What you have to do :: Please recast all the lines below as a numbered list, omitting blank lines and leaving out the pictures.

======== Excerpted data

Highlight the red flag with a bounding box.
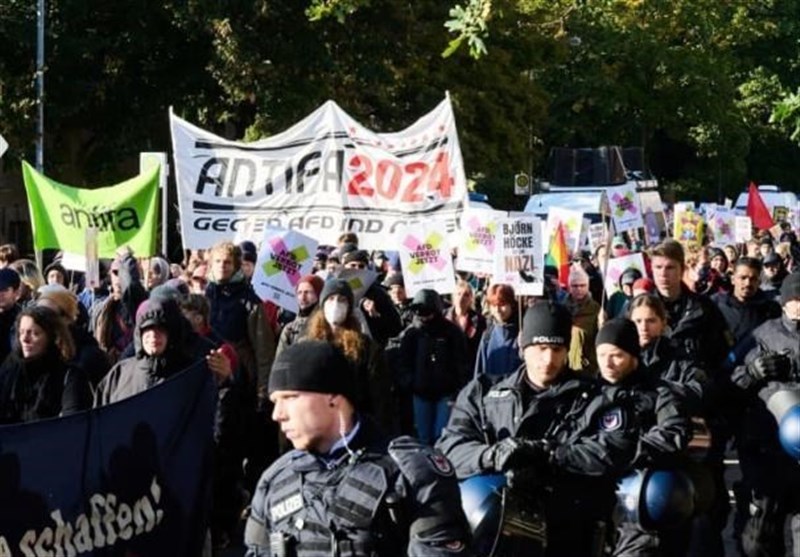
[747,182,775,230]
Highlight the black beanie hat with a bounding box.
[269,340,356,404]
[594,318,640,358]
[781,271,800,305]
[319,279,355,310]
[520,300,572,349]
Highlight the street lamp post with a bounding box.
[36,0,45,172]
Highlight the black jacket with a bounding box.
[0,347,92,424]
[395,315,470,400]
[733,316,800,488]
[640,336,709,416]
[664,284,733,375]
[711,290,781,366]
[245,419,472,557]
[602,367,692,468]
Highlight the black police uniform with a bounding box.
[733,316,800,556]
[437,365,638,557]
[245,419,471,557]
[664,288,739,557]
[604,368,692,557]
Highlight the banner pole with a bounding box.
[159,164,169,261]
[600,200,611,315]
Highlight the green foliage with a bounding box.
[770,89,800,144]
[442,0,492,60]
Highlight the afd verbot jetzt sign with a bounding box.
[170,98,467,249]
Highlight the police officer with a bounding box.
[595,319,693,557]
[650,240,738,557]
[733,273,800,557]
[711,257,781,368]
[437,301,638,557]
[245,340,470,557]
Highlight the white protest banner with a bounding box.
[578,218,592,250]
[605,253,647,298]
[252,228,317,313]
[394,220,455,298]
[456,209,506,275]
[639,191,668,244]
[492,215,544,296]
[547,207,583,253]
[606,185,644,234]
[336,267,378,302]
[170,97,467,249]
[589,222,608,253]
[707,206,736,247]
[735,216,753,244]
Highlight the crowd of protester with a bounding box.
[0,215,800,556]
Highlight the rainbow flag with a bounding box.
[545,223,569,288]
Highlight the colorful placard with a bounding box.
[546,207,583,253]
[607,184,644,234]
[734,216,753,244]
[252,228,317,313]
[456,209,506,275]
[604,253,647,298]
[492,216,544,296]
[397,220,455,297]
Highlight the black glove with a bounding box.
[481,437,550,472]
[747,352,792,381]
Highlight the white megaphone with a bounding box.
[767,390,800,461]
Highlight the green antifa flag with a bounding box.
[22,161,159,258]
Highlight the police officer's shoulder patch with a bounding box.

================

Expected answer ::
1. Highlight the red flag with a bounding box.
2. [747,182,775,230]
3. Highlight the black beanie hat with a bounding box.
4. [269,340,356,404]
5. [594,318,640,358]
6. [781,271,800,305]
7. [319,279,355,310]
8. [520,300,572,349]
9. Highlight the street lamp post with a bounding box.
10. [36,0,45,172]
11. Highlight the black jacket with a bounding box.
12. [0,347,92,424]
13. [395,315,470,400]
14. [733,316,800,488]
15. [640,336,709,416]
16. [664,284,733,375]
17. [711,290,781,366]
18. [245,419,472,557]
19. [602,367,692,468]
20. Highlight the black police uniform with a bounding box.
21. [733,316,800,556]
22. [437,365,638,557]
23. [245,419,471,557]
24. [664,288,739,557]
25. [604,368,692,557]
26. Highlight the banner pole with a bounding box.
27. [159,164,169,261]
28. [600,200,611,315]
29. Highlight the green foliage with a bounding box.
30. [770,89,800,144]
31. [442,0,492,60]
32. Highlight the afd verbot jetzt sign with a bounding box.
33. [170,98,467,249]
34. Highlight the police officer with a bounding box.
35. [595,319,693,557]
36. [650,240,738,557]
37. [733,273,800,557]
38. [711,257,781,368]
39. [437,301,638,557]
40. [245,340,470,557]
41. Highlight the white protest banner with a bounding box.
42. [578,218,592,250]
43. [605,253,647,298]
44. [252,228,317,313]
45. [394,220,455,298]
46. [456,209,506,275]
47. [639,191,668,244]
48. [492,215,544,296]
49. [547,207,583,253]
50. [606,185,644,234]
51. [336,267,378,302]
52. [170,97,467,249]
53. [589,222,608,253]
54. [707,206,736,247]
55. [735,216,753,244]
56. Highlight the crowd of protester with a bounding box.
57. [0,215,800,556]
58. Highlight the rainbow flag with a bounding box.
59. [545,223,569,288]
60. Highlight the colorful placard with a bounding box.
61. [546,207,583,253]
62. [607,184,644,234]
63. [734,216,753,244]
64. [252,228,317,313]
65. [456,209,506,275]
66. [604,253,647,298]
67. [492,216,544,296]
68. [397,220,455,297]
69. Highlight the black glove with a bounding box.
70. [481,437,550,472]
71. [747,352,792,381]
72. Highlight the white megaphone with a bounding box.
73. [767,390,800,461]
74. Highlight the green antifa flag with a bounding box.
75. [22,161,159,258]
76. Highlight the police officer's shoulder patch with a bounding box.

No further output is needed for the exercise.